→ **Exercise aim**:
Turn every line of the material below into a Markdown table with two columns, "Row" for the row number and "Line" for the line itself. Leave out any blank lines.

— BEGIN Dataset content —

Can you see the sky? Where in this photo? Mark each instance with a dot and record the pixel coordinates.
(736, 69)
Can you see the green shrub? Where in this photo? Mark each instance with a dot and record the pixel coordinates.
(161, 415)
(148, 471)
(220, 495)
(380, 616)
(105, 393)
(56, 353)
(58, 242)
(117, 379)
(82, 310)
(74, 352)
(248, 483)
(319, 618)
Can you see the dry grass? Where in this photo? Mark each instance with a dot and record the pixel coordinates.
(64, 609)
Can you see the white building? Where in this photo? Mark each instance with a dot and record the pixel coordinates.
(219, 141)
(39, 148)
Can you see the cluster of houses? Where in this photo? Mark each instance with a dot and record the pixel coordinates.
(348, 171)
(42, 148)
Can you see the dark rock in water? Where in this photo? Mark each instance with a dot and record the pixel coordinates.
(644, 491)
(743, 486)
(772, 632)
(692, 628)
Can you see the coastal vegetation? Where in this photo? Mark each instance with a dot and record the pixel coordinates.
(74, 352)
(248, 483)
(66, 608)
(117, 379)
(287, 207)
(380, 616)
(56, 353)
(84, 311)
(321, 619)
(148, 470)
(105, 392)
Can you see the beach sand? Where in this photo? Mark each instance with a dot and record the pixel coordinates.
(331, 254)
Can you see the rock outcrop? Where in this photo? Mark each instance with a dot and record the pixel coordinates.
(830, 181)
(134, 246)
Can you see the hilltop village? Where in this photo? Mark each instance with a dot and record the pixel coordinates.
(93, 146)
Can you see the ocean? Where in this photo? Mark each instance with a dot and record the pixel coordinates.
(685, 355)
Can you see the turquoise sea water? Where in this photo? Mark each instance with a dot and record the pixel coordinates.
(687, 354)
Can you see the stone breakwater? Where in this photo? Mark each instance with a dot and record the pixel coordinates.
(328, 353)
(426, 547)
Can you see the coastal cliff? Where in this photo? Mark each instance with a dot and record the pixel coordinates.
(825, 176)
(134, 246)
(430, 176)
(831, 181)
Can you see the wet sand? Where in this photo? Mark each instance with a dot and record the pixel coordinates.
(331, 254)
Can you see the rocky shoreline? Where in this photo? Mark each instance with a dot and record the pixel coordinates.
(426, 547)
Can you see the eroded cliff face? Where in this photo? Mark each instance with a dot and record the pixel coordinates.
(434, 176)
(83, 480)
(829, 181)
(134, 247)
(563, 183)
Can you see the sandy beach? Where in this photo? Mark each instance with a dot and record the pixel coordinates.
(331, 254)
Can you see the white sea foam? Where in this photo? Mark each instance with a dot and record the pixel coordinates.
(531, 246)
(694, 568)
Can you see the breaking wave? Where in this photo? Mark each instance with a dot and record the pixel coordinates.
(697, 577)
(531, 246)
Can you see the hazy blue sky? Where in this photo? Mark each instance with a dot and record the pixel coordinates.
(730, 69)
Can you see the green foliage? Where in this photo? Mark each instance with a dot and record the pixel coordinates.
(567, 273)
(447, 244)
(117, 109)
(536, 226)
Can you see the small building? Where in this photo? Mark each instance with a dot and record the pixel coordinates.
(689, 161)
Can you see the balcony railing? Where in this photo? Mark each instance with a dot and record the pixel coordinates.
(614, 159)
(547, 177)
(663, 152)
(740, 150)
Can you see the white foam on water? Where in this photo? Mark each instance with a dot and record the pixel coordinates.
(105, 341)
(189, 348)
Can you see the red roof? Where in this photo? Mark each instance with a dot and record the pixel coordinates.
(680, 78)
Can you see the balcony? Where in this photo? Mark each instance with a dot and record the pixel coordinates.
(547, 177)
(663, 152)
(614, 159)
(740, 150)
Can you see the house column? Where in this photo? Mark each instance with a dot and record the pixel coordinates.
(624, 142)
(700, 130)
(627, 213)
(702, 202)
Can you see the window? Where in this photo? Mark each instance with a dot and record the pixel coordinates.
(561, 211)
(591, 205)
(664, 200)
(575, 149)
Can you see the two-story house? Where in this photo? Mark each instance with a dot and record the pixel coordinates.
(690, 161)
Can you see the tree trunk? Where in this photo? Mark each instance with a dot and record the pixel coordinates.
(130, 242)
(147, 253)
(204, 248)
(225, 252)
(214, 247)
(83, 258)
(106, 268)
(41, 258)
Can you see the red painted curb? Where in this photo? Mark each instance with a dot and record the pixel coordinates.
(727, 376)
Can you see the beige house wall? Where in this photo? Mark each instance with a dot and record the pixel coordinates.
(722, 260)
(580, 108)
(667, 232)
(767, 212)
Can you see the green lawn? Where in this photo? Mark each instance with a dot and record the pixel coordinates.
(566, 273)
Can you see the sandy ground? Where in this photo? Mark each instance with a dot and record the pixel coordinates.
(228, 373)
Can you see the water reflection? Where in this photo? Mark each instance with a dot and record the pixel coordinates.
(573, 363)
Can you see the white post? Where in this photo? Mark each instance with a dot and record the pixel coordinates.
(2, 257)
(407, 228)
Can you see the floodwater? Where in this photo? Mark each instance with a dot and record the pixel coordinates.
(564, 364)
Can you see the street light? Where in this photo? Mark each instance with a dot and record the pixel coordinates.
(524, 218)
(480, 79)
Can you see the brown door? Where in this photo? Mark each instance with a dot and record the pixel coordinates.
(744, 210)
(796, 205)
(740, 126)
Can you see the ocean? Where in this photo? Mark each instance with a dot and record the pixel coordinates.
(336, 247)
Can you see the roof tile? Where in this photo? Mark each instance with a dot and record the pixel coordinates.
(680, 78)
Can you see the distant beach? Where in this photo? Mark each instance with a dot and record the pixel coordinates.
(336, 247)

— END Dataset content —

→ **Response**:
| Row | Line |
|---|---|
| 1 | Can you see the sky? Where in this photo? Mark each instance with a dot and record the pixel coordinates. |
| 2 | (736, 69) |
| 3 | Can you see the green shrub? Where in this photo? Mark each instance with a dot and record the pixel coordinates. |
| 4 | (161, 415) |
| 5 | (148, 471) |
| 6 | (220, 495) |
| 7 | (380, 616) |
| 8 | (105, 393) |
| 9 | (56, 353) |
| 10 | (58, 242) |
| 11 | (117, 379) |
| 12 | (82, 310) |
| 13 | (74, 352) |
| 14 | (248, 483) |
| 15 | (319, 618) |
| 16 | Can you see the dry grass? Where in this photo? Mark each instance with a dot and record the pixel coordinates. |
| 17 | (64, 609) |
| 18 | Can you see the white building? Where in this photo? Mark each instance with a dot and record the pixel coordinates. |
| 19 | (219, 141) |
| 20 | (39, 148) |
| 21 | Can you see the cluster of houses? Where in this photo? Mark each instance with a dot and record the pixel coordinates. |
| 22 | (348, 171) |
| 23 | (42, 148) |
| 24 | Can you see the dark rock in water? Where in this photo? Mark each instance with a dot and record the pixel coordinates. |
| 25 | (644, 491) |
| 26 | (743, 486) |
| 27 | (772, 632) |
| 28 | (692, 628) |
| 29 | Can you see the coastal vegetation? Where in this photo? Mark each instance with a dot and record the pixel coordinates. |
| 30 | (74, 352) |
| 31 | (248, 483) |
| 32 | (66, 608) |
| 33 | (117, 379) |
| 34 | (287, 207) |
| 35 | (380, 616) |
| 36 | (56, 353) |
| 37 | (84, 311) |
| 38 | (321, 619) |
| 39 | (148, 470) |
| 40 | (105, 392) |
| 41 | Can you see the beach sand? Where in this photo? Mark each instance with a dot and record the pixel coordinates. |
| 42 | (331, 254) |
| 43 | Can you see the rock outcrop? Where in this photo? Mark each instance with a dot and record the pixel coordinates. |
| 44 | (830, 181) |
| 45 | (134, 246) |
| 46 | Can you see the hilltop village? Where in this photo? Mark each instance with a dot and record the pixel coordinates. |
| 47 | (93, 146) |
| 48 | Can you see the ocean? Where in this photo? Mark each instance with a dot and record the pixel coordinates. |
| 49 | (685, 355) |
| 50 | Can you see the turquoise sea water? Where in this photo? Mark each instance with a dot and record the pixel coordinates. |
| 51 | (687, 354) |
| 52 | Can you see the stone breakwater? Where in this photo? Mark each instance with a dot and record the pixel coordinates. |
| 53 | (328, 353) |
| 54 | (426, 547) |
| 55 | Can you see the coastal cliff? Where in this photo? Mark each instance with a dot and record the pixel coordinates. |
| 56 | (825, 176) |
| 57 | (134, 246) |
| 58 | (430, 176) |
| 59 | (831, 181) |
| 60 | Can you see the wet sand? Where in this photo? Mark each instance with a dot and record the pixel coordinates. |
| 61 | (331, 254) |
| 62 | Can you see the rocky shoreline? Where in this photo? Mark each instance with a dot and record the pixel coordinates. |
| 63 | (426, 547) |
| 64 | Can you see the eroded cliff face? Where in this photo? Mark each instance with a dot and record the pixel coordinates. |
| 65 | (434, 176) |
| 66 | (83, 480) |
| 67 | (829, 181) |
| 68 | (134, 247) |
| 69 | (563, 183) |
| 70 | Can you see the sandy beach? Where in this photo? Mark each instance with a dot and record the pixel coordinates. |
| 71 | (331, 254) |
| 72 | Can you see the white sea foam? Where in this photo? Mark each instance with a dot and record the pixel coordinates. |
| 73 | (531, 246) |
| 74 | (694, 568) |
| 75 | Can you see the breaking wave? Where in this photo? Mark each instance with a dot and record the pixel coordinates. |
| 76 | (697, 577) |
| 77 | (531, 246) |
| 78 | Can you see the hazy blue sky? Where in this photo? Mark each instance with a dot and record the pixel coordinates. |
| 79 | (730, 69) |
| 80 | Can you see the green foliage? Where in this photo? Mark each instance with a dot and record the pixel coordinates. |
| 81 | (567, 273) |
| 82 | (447, 244) |
| 83 | (117, 109) |
| 84 | (536, 226) |
| 85 | Can you see the small building? Where in this photo? Mark each instance with a dot and record the pixel coordinates. |
| 86 | (689, 161) |
| 87 | Can you see the balcony railing? Where in this photo? Mark each instance with a dot and record the pixel coordinates. |
| 88 | (614, 159) |
| 89 | (547, 177) |
| 90 | (663, 152) |
| 91 | (740, 150) |
| 92 | Can you see the white foam on water? Where in this photo? Mark each instance with a dot and record the pixel coordinates. |
| 93 | (105, 341) |
| 94 | (189, 348) |
| 95 | Can you see the red roof? Where in this photo? Mark each instance with a dot and record the pixel coordinates. |
| 96 | (680, 78) |
| 97 | Can you see the balcony? Where in this photo? Mark each instance with a dot and record the pixel coordinates. |
| 98 | (547, 177) |
| 99 | (663, 152) |
| 100 | (614, 159) |
| 101 | (740, 150) |
| 102 | Can you see the house column? Where in this photo? Mark each instance with a dot and record the pixel coordinates. |
| 103 | (624, 142) |
| 104 | (700, 130) |
| 105 | (627, 213) |
| 106 | (702, 202) |
| 107 | Can you see the window? Where in this photo? Mark each instance with a dot and record the pixel coordinates. |
| 108 | (561, 211) |
| 109 | (591, 205) |
| 110 | (664, 200) |
| 111 | (575, 149) |
| 112 | Can you see the two-story house? Where in this photo? Mark each instance with a dot and record the pixel coordinates. |
| 113 | (690, 161) |
| 114 | Can you see the tree trunk? Where in this photo? Mark each instance with a dot and record the pixel coordinates. |
| 115 | (130, 242) |
| 116 | (147, 253) |
| 117 | (204, 248) |
| 118 | (225, 252) |
| 119 | (214, 247) |
| 120 | (83, 258) |
| 121 | (106, 268) |
| 122 | (41, 258) |
| 123 | Can you see the red painted curb? Where in this photo? Mark each instance with a dot and record the pixel coordinates. |
| 124 | (727, 376) |
| 125 | Can you see the beige house wall? Where in this photo? Mark each instance with a dot and record the pixel coordinates. |
| 126 | (722, 260) |
| 127 | (580, 108) |
| 128 | (667, 232) |
| 129 | (767, 212) |
| 130 | Can you see the green lawn? Where in this photo? Mark each instance with a dot and record the pixel coordinates. |
| 131 | (566, 273) |
| 132 | Can you see the sandy ground? Where in this photo? Mark each instance with a dot and record the pixel coordinates. |
| 133 | (228, 373) |
| 134 | Can you see the water reflection? Where in this photo? Mark each instance with a dot and record the pixel coordinates. |
| 135 | (573, 363) |
| 136 | Can you see the white post? Where in this photo? Mark each instance with a dot and record the pixel coordinates. |
| 137 | (2, 257) |
| 138 | (407, 228) |
| 139 | Can you see the floodwater? Where in this photo? Mark each instance with a dot and record the pixel coordinates. |
| 140 | (564, 364) |
| 141 | Can you see the street light? Where in this photo? Mark each instance with a dot and record the pixel coordinates. |
| 142 | (524, 218) |
| 143 | (480, 79) |
| 144 | Can you see the brown door? Where in this photo? Mark each instance with a dot and record the pixel coordinates. |
| 145 | (744, 210) |
| 146 | (796, 205) |
| 147 | (740, 126) |
| 148 | Can you see the ocean? Where in this photo? Mark each instance with a dot and record the pixel coordinates. |
| 149 | (336, 247) |
| 150 | Can you see the roof tile? Where in this photo? Mark each instance with a dot and record the pixel coordinates. |
| 151 | (680, 78) |
| 152 | Can you see the distant beach? Where in this photo? Mark each instance with a dot and record the pixel coordinates. |
| 153 | (336, 247) |